Only an exact repetition of every entry counts as the answer.

== Segment start ==

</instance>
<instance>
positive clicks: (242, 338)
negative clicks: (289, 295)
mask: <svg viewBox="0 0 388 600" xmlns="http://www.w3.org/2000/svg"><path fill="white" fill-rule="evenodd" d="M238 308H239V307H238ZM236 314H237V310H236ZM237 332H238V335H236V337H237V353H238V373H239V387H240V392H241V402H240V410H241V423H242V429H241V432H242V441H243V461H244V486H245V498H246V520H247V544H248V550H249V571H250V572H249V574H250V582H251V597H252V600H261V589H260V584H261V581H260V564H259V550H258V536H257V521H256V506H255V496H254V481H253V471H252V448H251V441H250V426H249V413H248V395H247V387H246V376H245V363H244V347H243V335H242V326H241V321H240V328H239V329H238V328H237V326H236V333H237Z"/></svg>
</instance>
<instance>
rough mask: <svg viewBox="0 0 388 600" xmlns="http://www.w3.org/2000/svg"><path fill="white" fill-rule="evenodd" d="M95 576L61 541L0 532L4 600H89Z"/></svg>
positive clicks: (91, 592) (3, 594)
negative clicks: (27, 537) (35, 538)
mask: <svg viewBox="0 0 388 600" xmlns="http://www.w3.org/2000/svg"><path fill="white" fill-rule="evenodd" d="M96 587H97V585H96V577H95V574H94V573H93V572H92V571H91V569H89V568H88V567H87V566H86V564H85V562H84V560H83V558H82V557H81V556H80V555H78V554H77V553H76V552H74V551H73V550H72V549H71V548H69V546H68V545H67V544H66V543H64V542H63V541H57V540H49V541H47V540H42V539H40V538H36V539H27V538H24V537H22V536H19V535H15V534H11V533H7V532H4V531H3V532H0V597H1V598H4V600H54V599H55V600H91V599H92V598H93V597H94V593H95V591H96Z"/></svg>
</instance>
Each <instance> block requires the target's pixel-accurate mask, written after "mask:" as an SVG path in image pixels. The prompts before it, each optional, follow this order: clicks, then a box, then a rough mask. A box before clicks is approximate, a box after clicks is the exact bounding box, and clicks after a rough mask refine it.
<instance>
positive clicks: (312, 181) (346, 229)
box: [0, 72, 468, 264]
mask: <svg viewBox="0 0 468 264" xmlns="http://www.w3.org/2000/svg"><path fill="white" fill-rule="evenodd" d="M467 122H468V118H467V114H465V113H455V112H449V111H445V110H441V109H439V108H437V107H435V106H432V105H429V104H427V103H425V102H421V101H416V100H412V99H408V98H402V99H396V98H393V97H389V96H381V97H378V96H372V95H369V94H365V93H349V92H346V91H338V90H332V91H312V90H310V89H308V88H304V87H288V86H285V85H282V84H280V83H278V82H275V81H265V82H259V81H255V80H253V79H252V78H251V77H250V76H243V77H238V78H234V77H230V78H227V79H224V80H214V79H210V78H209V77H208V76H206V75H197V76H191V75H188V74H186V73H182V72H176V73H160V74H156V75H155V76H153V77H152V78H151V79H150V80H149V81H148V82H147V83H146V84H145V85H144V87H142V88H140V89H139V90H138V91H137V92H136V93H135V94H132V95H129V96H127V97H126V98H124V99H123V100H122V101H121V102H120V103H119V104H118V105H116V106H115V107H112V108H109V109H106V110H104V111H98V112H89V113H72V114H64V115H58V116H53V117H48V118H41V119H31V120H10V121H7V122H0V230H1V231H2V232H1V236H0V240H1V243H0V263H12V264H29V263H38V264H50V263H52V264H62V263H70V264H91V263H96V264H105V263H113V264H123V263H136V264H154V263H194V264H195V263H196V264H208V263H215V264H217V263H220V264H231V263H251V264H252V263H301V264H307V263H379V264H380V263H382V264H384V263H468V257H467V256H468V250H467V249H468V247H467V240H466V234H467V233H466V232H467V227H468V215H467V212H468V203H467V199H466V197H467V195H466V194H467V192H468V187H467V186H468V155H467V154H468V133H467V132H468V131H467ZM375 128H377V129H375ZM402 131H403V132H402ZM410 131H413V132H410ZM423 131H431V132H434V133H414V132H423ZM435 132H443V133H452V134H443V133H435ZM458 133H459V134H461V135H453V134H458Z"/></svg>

== Segment end ==

> Answer section
</instance>
<instance>
positive clicks: (242, 338)
negative clicks: (289, 295)
mask: <svg viewBox="0 0 388 600" xmlns="http://www.w3.org/2000/svg"><path fill="white" fill-rule="evenodd" d="M238 308H239V307H238ZM236 314H237V310H236ZM237 332H238V335H236V337H237V353H238V373H239V387H240V392H241V402H240V410H241V423H242V429H241V432H242V441H243V461H244V486H245V498H246V520H247V544H248V550H249V571H250V572H249V574H250V582H251V597H252V600H261V589H260V584H261V581H260V564H259V550H258V536H257V521H256V506H255V496H254V481H253V471H252V448H251V441H250V426H249V413H248V395H247V387H246V376H245V363H244V347H243V335H242V326H241V321H240V328H239V329H238V328H237V326H236V333H237Z"/></svg>
</instance>
<instance>
rough mask: <svg viewBox="0 0 388 600" xmlns="http://www.w3.org/2000/svg"><path fill="white" fill-rule="evenodd" d="M95 576L61 541L0 532L4 600H89Z"/></svg>
positive clicks: (91, 592) (3, 594)
negative clicks: (27, 537) (35, 538)
mask: <svg viewBox="0 0 388 600" xmlns="http://www.w3.org/2000/svg"><path fill="white" fill-rule="evenodd" d="M96 587H97V585H96V577H95V574H94V573H93V572H92V571H91V569H89V568H88V567H87V566H86V564H85V562H84V560H83V558H82V557H81V556H80V555H78V554H77V553H76V552H74V551H73V550H72V549H71V548H69V546H68V545H67V544H66V543H64V542H63V541H57V540H49V541H47V540H42V539H40V538H36V539H27V538H24V537H22V536H19V535H15V534H11V533H7V532H4V531H3V532H0V597H1V598H4V600H54V599H55V600H91V599H92V598H93V597H94V593H95V591H96Z"/></svg>
</instance>
Each <instance> block requires the target's pixel-accurate mask, written after "mask:" as an SVG path in image pixels. The prompts before it, each optional, follow this order: clicks, then a box, then a rough mask. A box before clicks is approximate, a box after clicks is the exact bounding box, and clicks after a rough mask refine it.
<instance>
positive clicks: (312, 181) (346, 229)
box: [0, 72, 468, 264]
mask: <svg viewBox="0 0 468 264" xmlns="http://www.w3.org/2000/svg"><path fill="white" fill-rule="evenodd" d="M467 122H468V118H467V114H465V113H455V112H449V111H445V110H441V109H439V108H437V107H435V106H432V105H429V104H427V103H425V102H421V101H416V100H412V99H408V98H402V99H396V98H393V97H389V96H381V97H378V96H372V95H369V94H365V93H349V92H346V91H338V90H332V91H312V90H310V89H308V88H304V87H288V86H285V85H282V84H280V83H278V82H275V81H265V82H259V81H255V80H253V79H252V78H251V77H250V76H243V77H238V78H234V77H230V78H227V79H224V80H214V79H210V78H209V77H208V76H206V75H197V76H191V75H188V74H186V73H182V72H176V73H160V74H156V75H155V76H153V77H152V78H151V79H150V80H149V81H148V82H147V83H146V84H145V85H144V87H142V88H140V89H139V90H138V91H137V92H136V93H135V94H132V95H129V96H127V97H126V98H124V99H123V100H122V101H121V102H120V103H119V104H118V105H116V106H115V107H112V108H109V109H106V110H104V111H98V112H89V113H72V114H64V115H58V116H53V117H48V118H41V119H31V120H10V121H7V122H0V230H1V231H2V232H1V236H0V240H1V243H0V263H12V264H29V263H38V264H50V263H52V264H62V263H70V264H91V263H96V264H105V263H113V264H123V263H136V264H154V263H194V264H195V263H196V264H208V263H215V264H217V263H220V264H231V263H251V264H252V263H301V264H307V263H379V264H380V263H382V264H384V263H468V257H467V256H468V250H467V249H468V247H467V240H466V234H467V233H466V232H467V227H468V215H467V212H468V203H467V199H466V197H467V195H466V194H467V192H468V187H467V186H468V155H467V154H468V133H467V132H468V131H467ZM375 128H377V129H375ZM402 131H403V132H402ZM410 131H413V132H410ZM423 131H431V132H434V133H414V132H423ZM435 132H443V133H452V134H443V133H435ZM458 133H459V134H461V135H453V134H458Z"/></svg>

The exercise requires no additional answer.